## What is needed
All lines before the one containing "Target: dark glass tower", plus that line itself, are to be printed exactly as they appear below.

(Extracted records Opens)

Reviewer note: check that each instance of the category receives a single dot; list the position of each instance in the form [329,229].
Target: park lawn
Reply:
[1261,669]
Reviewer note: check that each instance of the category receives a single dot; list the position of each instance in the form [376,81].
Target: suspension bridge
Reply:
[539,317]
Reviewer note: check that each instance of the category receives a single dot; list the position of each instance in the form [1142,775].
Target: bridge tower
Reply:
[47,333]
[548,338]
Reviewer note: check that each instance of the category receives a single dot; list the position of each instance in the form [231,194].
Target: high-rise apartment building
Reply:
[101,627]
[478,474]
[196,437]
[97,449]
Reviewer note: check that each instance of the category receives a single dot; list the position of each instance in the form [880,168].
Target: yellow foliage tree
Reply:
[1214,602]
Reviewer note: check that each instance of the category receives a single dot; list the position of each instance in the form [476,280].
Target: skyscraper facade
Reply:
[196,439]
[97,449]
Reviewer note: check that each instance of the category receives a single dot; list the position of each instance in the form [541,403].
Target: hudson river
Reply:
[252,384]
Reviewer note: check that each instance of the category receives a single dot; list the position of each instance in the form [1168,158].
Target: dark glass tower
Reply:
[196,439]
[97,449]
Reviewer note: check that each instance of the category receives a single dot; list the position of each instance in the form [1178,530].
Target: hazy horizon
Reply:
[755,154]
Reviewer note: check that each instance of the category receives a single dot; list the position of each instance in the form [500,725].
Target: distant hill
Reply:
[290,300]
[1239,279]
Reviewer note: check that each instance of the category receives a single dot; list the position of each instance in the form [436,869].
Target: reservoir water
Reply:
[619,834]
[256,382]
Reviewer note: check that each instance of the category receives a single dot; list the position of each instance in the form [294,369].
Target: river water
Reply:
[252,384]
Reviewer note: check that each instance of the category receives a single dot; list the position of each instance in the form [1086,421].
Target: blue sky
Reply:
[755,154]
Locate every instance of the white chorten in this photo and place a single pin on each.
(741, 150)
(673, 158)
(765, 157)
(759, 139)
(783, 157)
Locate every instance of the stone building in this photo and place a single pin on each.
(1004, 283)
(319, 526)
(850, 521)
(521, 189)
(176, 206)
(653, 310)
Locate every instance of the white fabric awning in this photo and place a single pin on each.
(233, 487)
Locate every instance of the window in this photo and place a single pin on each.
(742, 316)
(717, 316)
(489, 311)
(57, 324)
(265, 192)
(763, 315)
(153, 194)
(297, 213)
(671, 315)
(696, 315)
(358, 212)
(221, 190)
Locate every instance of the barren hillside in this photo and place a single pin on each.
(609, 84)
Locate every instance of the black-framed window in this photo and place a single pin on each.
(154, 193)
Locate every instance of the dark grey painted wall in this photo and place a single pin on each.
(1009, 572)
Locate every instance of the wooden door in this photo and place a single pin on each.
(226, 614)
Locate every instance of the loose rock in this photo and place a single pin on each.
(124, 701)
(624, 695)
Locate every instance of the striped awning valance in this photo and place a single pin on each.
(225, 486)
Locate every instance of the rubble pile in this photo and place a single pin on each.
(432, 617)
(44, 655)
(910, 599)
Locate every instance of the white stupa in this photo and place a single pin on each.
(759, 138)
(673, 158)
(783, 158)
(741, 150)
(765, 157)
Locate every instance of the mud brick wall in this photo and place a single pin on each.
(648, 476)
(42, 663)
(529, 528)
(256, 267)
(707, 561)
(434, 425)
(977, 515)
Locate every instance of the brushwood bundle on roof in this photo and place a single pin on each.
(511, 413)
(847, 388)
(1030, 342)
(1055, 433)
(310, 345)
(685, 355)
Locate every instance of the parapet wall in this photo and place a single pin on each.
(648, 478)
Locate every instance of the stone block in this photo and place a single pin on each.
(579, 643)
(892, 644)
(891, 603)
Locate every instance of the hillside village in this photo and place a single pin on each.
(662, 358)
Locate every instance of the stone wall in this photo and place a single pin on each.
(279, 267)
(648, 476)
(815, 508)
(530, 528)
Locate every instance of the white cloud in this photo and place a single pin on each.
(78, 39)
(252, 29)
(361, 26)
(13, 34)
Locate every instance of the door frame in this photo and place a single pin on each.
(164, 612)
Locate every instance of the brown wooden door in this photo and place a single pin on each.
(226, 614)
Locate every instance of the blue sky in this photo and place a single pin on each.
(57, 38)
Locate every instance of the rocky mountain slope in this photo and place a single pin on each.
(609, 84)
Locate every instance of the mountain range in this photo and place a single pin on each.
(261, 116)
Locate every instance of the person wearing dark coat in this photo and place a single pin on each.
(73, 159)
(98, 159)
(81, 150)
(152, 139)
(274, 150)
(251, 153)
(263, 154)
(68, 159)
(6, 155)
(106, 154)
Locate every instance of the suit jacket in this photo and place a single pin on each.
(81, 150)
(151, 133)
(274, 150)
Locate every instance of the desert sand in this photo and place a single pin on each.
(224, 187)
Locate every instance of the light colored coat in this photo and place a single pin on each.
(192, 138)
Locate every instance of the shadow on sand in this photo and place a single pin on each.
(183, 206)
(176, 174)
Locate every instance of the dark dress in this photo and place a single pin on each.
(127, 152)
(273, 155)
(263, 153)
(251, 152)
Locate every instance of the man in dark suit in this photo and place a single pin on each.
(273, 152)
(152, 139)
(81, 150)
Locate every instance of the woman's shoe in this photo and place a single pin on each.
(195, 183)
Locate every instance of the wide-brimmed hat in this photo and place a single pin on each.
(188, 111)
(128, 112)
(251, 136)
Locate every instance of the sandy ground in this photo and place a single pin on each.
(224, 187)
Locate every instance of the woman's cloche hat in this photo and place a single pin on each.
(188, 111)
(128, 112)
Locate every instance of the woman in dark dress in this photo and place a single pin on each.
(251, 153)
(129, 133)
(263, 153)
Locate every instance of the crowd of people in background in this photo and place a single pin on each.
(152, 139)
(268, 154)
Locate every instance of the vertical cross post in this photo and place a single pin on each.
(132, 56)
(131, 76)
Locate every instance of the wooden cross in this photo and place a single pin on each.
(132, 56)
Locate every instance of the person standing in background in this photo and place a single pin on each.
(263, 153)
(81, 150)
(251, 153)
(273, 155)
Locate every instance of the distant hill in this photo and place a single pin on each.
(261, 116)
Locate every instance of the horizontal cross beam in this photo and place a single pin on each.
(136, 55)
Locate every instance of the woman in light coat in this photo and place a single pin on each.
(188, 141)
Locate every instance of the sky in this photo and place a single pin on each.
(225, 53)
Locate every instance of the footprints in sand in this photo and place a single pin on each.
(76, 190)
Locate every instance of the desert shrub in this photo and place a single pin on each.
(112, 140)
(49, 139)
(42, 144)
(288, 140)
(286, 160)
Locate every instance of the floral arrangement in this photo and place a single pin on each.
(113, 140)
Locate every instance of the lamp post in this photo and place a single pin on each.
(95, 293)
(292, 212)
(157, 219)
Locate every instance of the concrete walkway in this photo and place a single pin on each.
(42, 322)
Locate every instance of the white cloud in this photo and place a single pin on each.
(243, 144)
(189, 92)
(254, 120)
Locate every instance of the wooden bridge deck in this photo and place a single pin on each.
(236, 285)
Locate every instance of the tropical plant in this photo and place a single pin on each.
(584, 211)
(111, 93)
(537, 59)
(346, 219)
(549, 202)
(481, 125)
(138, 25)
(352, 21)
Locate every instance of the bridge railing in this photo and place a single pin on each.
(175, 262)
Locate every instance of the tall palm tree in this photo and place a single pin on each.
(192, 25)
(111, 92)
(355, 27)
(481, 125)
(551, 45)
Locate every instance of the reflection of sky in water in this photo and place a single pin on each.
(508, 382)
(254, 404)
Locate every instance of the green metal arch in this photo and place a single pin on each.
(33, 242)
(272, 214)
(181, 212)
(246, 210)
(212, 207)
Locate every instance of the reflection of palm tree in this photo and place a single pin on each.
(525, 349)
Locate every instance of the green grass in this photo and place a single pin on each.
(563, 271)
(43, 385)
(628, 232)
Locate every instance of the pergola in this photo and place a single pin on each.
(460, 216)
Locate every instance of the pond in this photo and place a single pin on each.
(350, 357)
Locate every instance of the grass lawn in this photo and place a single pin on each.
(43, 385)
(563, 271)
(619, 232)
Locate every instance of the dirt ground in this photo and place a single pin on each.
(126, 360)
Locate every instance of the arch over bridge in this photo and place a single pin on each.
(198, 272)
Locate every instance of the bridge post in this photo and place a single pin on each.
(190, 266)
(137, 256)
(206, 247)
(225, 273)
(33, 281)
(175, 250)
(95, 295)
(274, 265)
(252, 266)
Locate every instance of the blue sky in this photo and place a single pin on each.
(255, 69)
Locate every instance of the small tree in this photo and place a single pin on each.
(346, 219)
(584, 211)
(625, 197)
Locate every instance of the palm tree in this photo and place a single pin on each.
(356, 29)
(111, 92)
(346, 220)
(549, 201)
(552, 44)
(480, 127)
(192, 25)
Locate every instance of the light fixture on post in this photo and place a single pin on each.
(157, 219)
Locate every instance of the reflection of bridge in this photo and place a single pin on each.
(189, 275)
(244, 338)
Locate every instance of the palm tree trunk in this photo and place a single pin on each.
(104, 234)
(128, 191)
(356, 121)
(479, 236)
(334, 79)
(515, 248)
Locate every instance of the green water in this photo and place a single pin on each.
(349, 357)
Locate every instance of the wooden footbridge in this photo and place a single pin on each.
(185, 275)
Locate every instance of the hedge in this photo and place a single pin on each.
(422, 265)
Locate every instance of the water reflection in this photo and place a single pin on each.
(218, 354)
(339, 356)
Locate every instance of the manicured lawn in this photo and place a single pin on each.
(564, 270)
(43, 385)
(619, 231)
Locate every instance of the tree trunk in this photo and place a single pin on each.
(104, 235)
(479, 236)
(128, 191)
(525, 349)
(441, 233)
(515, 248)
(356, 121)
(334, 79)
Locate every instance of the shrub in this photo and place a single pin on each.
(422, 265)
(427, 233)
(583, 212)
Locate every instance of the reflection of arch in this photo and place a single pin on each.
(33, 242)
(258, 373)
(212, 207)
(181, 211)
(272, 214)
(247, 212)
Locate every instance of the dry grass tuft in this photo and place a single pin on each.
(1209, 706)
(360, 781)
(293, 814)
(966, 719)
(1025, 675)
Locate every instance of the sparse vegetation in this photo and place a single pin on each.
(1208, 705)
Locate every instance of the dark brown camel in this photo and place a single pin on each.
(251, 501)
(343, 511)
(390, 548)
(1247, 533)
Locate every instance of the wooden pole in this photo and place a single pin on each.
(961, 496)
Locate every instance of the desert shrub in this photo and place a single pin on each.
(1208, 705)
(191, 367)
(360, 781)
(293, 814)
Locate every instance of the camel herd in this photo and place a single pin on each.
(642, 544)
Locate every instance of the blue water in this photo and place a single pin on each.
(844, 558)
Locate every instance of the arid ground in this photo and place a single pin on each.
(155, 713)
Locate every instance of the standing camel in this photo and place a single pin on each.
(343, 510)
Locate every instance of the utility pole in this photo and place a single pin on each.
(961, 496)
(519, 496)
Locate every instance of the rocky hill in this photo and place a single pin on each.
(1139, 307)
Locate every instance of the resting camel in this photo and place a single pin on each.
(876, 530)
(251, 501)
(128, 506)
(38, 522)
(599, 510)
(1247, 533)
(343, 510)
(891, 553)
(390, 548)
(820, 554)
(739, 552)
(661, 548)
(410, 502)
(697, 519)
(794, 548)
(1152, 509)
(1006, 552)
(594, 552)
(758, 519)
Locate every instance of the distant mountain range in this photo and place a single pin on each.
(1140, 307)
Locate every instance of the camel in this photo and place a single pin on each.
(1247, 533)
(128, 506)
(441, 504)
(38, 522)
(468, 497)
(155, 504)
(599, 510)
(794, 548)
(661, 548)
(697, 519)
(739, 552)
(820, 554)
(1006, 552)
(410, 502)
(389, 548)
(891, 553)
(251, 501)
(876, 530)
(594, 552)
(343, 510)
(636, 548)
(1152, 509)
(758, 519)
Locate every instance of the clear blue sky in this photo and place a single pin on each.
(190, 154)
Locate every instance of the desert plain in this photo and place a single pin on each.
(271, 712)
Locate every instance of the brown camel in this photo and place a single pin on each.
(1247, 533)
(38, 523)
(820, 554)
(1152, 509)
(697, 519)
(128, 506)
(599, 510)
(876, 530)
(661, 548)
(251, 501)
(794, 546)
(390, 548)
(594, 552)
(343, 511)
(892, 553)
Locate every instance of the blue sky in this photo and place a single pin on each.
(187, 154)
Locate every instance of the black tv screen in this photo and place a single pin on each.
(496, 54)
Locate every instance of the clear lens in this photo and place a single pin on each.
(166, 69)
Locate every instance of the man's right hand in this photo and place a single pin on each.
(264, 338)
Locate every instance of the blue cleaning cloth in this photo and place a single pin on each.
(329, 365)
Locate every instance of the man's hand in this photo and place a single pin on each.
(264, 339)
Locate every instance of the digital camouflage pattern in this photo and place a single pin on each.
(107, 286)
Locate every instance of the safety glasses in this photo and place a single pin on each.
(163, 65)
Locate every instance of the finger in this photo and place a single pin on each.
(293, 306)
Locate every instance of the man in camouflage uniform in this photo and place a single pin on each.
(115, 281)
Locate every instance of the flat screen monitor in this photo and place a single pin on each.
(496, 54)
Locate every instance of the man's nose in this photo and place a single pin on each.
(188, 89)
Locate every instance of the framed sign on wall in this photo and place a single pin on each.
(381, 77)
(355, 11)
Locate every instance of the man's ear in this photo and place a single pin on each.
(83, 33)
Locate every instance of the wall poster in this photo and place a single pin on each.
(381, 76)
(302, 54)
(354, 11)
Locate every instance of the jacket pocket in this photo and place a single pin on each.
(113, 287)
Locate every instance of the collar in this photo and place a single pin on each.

(Extracted records Closes)

## Task answer
Reviewer note: check that each instance of the category receives a single dot; list the position of each instance in the form [329,229].
Target: park lawn
Reply:
[1261,669]
Reviewer note: check that each instance of the category receives a single dot; list the position of each instance in the form [376,81].
Target: suspension bridge
Reply:
[539,317]
Reviewer note: check that each instance of the category receives a single dot; list the position of each instance in the form [1142,775].
Target: bridge tower
Reply:
[47,333]
[548,338]
Reviewer note: check that each instance of the category receives a single dot; list the position of each instance in the form [231,194].
Target: high-rise apartment building
Reply:
[101,627]
[478,474]
[196,437]
[97,449]
Reviewer note: check that each instance of the category receives a single dot; list the position of each instance in the form [880,168].
Target: yellow foliage tree
Reply:
[1214,602]
Reviewer note: check that each instance of the category receives a single dot; list the position of each instance in the form [476,280].
Target: skyscraper facade
Reply:
[196,439]
[97,449]
Reviewer note: check that each instance of the category receives a single dot; list the position of each instance in the form [541,403].
Target: hudson river
Reply:
[252,384]
Reviewer note: check that each instance of the category receives a single dot; list the position of each instance in the form [1168,158].
Target: dark glass tower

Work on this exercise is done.